One of the toughest days...
…of my life. Almost maybe 8 hours in the hospital visiting Uncle Francis. I was nervous to go and when I first went into the ICU was with my parents. I tried holding back the tears but 5 minutes later I couldn’t help myself and my dad told me I can leave the ICU so I did and didn’t even want to go back into the waiting room so stood out by the elevators til I stopped crying and calmed down. It was tough. It was tough hearing everyone talking about I don’t even know and me just curious as to what they were saying and what was going on at the family meeting and what they were deciding but I didn’t want to ask questions. I was scared to hear things explained to me. Went in for a second time with Sam and Nicole which was also tough, it’s just tough in general to see him in that state, which I was not expecting in the first place. I just can’t even…like…explain my feelings. The third time I went up with Eileen and some aunties. Uncle James was giving a prayer and some Killips were up there as well. I couldn’t even imagine how they are feeling inside, they are such a close family. Of course I cried again (and currently still and have been crying since I’ve been home) and was extra tough when Auntie Linda came into the room, it was heartbreaking. Auntie Cyp brought me and Eileen out and Auntie Val brought out Auntie Linda to the waiting room and Auntie Cyp was saying how it’s hard for us kids because he’s been there for us for our birthdays and everything and ughhsfglasfsfskfsdf.
Today was just heartbreaking. I really wish I could just stick around in Jersey for the rest of the week, could have found someone to work for me Thursday and just stayed around to be with the family. All I want to hear is good news.
Praying he pulls through and praying for our family and friends.

(Stored dataset items)
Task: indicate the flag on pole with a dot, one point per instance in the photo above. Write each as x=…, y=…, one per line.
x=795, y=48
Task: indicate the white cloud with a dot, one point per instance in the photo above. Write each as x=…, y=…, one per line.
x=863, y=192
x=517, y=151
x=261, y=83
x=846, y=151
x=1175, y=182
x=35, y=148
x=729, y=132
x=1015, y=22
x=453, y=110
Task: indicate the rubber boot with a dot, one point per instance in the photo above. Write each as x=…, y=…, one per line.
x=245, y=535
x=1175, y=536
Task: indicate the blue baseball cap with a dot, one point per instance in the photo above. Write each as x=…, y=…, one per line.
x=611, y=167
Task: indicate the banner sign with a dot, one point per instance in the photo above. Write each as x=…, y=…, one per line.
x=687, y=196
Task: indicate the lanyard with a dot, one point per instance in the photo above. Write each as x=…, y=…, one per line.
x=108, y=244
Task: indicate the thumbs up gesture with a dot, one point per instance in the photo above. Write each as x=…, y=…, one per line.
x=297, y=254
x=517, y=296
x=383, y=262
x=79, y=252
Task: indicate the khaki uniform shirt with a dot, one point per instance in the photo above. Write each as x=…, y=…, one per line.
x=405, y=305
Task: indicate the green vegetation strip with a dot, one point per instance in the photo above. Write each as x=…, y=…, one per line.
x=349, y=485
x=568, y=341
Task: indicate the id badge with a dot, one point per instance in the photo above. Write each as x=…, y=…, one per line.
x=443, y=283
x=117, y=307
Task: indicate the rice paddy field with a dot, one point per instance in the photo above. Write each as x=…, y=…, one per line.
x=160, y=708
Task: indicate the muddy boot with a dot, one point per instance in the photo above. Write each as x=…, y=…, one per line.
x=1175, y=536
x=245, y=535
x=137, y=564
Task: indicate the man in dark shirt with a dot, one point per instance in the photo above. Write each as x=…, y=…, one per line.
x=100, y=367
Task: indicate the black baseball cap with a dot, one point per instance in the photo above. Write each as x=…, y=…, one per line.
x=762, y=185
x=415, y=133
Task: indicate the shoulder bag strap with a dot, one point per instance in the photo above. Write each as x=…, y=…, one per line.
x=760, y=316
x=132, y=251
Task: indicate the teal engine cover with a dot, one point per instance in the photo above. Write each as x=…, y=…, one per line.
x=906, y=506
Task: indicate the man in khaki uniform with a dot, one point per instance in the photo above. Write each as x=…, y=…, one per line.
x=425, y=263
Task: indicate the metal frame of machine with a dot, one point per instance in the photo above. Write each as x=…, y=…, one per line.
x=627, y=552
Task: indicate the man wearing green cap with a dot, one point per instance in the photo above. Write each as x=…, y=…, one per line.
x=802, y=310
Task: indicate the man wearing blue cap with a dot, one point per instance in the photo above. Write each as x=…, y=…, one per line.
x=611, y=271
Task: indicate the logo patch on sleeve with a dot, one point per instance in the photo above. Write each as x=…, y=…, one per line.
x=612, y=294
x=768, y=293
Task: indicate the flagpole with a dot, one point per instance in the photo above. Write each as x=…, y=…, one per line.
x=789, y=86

**Required action:**
Rewrite the hospital-visit entry between "Today was just" and "family and friends.", inclusive, changing "Jersey" to "town". Rely on the hospital-visit entry alone.

**Result below:**
Today was just heartbreaking. I really wish I could just stick around in town for the rest of the week, could have found someone to work for me Thursday and just stayed around to be with the family. All I want to hear is good news.
Praying he pulls through and praying for our family and friends.